┌──
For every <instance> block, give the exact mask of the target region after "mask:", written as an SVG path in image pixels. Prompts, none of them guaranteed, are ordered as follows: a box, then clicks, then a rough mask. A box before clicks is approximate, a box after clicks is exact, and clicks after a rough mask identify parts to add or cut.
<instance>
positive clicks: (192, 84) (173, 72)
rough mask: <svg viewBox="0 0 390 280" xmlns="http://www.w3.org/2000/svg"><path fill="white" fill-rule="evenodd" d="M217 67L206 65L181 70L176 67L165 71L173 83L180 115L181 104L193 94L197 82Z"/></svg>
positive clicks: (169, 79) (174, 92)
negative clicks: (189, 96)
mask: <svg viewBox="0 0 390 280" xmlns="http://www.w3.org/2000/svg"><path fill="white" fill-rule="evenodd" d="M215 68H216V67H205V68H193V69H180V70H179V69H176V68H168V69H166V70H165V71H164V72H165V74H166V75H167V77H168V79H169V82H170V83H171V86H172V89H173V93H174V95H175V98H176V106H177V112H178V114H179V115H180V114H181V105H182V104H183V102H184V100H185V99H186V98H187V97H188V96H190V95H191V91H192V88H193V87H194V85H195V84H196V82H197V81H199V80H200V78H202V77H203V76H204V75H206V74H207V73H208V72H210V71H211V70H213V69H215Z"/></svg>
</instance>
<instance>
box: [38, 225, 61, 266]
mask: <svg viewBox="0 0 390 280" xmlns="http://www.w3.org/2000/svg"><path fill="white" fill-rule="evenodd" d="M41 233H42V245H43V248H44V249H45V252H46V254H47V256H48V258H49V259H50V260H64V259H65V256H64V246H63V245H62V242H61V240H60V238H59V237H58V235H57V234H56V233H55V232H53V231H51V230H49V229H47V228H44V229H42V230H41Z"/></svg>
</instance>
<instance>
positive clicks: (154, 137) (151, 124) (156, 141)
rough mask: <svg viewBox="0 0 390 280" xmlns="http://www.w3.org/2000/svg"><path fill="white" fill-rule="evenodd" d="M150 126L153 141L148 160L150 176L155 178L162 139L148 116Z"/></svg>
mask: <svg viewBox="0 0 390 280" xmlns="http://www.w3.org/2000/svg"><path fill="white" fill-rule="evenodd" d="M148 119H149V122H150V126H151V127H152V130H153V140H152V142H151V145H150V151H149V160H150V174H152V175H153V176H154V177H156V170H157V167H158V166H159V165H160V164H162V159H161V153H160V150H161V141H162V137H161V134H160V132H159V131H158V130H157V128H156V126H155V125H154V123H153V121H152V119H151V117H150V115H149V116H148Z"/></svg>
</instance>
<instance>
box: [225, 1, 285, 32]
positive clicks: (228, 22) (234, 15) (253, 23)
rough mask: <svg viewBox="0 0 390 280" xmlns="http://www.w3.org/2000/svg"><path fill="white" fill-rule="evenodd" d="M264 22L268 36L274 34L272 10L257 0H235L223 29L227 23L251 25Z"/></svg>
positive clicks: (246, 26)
└──
## WORK ORDER
Line by line, copy the entries above exactly as they appear.

## RESULT FOR THIS EXERCISE
For every <instance> block, give the exact mask of the target region after "mask:", written as an SVG path in image pixels. Prompts, none of them guaranteed, are ordered as follows: a box, then clicks, then a rough mask. A box before clicks is approximate, a box after clicks is exact, and clicks after a rough mask identify parts to add or cut.
<instance>
positive clicks: (192, 84) (173, 72)
rough mask: <svg viewBox="0 0 390 280" xmlns="http://www.w3.org/2000/svg"><path fill="white" fill-rule="evenodd" d="M217 67L206 65L181 70L176 67L165 71L173 83L180 115L181 104L193 94L197 82Z"/></svg>
positive clicks: (169, 79) (174, 92)
negative clicks: (189, 96)
mask: <svg viewBox="0 0 390 280" xmlns="http://www.w3.org/2000/svg"><path fill="white" fill-rule="evenodd" d="M215 68H216V67H205V68H193V69H180V70H179V69H176V68H168V69H166V70H165V71H164V72H165V74H166V75H167V77H168V79H169V82H170V83H171V86H172V89H173V93H174V95H175V98H176V106H177V112H178V114H179V115H180V114H181V105H182V104H183V102H184V100H185V99H186V98H187V97H188V96H190V95H191V91H192V88H193V87H194V85H195V84H196V82H197V81H199V80H200V78H202V77H203V76H204V75H206V74H207V73H208V72H210V71H211V70H213V69H215Z"/></svg>
</instance>
<instance>
box: [38, 225, 61, 266]
mask: <svg viewBox="0 0 390 280" xmlns="http://www.w3.org/2000/svg"><path fill="white" fill-rule="evenodd" d="M41 233H42V245H43V248H44V249H45V252H46V254H47V256H48V258H49V259H50V260H64V259H65V256H64V246H63V245H62V242H61V240H60V238H59V237H58V235H57V234H56V233H55V232H53V231H51V230H49V229H47V228H44V229H42V230H41Z"/></svg>
</instance>
<instance>
positive clicks: (154, 137) (151, 124) (156, 141)
rough mask: <svg viewBox="0 0 390 280" xmlns="http://www.w3.org/2000/svg"><path fill="white" fill-rule="evenodd" d="M150 126L153 141L148 160L150 176L155 178L162 139L148 116Z"/></svg>
mask: <svg viewBox="0 0 390 280" xmlns="http://www.w3.org/2000/svg"><path fill="white" fill-rule="evenodd" d="M148 119H149V122H150V126H151V127H152V130H153V140H152V142H151V145H150V151H149V160H150V174H152V175H153V176H154V177H156V170H157V167H158V166H159V165H160V164H162V159H161V153H160V150H161V141H162V137H161V134H160V132H159V131H158V130H157V128H156V126H155V125H154V123H153V121H152V119H151V117H150V115H149V116H148Z"/></svg>
</instance>
<instance>
box: [225, 1, 285, 32]
positive clicks: (228, 22) (234, 15) (253, 23)
rough mask: <svg viewBox="0 0 390 280" xmlns="http://www.w3.org/2000/svg"><path fill="white" fill-rule="evenodd" d="M264 22L268 36L274 34L272 10L257 0H235L223 29L227 23L251 25Z"/></svg>
positive clicks: (246, 26)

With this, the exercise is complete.